Your instructions: Find the word "rough" below. Copy each line that has it.
--------
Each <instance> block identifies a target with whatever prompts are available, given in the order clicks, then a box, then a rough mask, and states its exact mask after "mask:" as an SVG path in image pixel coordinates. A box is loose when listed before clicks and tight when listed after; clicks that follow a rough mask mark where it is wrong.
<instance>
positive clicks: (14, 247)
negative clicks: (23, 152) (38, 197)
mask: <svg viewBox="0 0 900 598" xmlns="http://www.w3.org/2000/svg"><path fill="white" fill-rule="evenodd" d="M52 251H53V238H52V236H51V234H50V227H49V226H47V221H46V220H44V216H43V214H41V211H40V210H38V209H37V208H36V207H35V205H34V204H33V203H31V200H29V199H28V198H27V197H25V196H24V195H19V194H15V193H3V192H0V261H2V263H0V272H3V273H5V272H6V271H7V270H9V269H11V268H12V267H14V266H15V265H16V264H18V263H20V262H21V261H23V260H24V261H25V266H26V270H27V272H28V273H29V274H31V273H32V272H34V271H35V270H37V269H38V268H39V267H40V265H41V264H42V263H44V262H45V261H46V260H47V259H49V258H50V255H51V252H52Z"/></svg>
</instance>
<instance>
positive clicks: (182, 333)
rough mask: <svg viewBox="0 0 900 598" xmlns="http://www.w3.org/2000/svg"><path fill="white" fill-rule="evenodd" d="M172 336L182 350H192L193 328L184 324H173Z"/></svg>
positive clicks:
--------
Task answer:
Each <instance> block identifies a target with whatever prompts are available, given in the order clicks, then a box, then a rough mask, and states its exact mask after "mask:" as an SVG path in image pixel coordinates. A box is loose when listed before clicks and tight when listed after; clicks that follow a rough mask mark where it is wrong.
rough mask: <svg viewBox="0 0 900 598" xmlns="http://www.w3.org/2000/svg"><path fill="white" fill-rule="evenodd" d="M172 336L182 350H192L193 328L184 324H173Z"/></svg>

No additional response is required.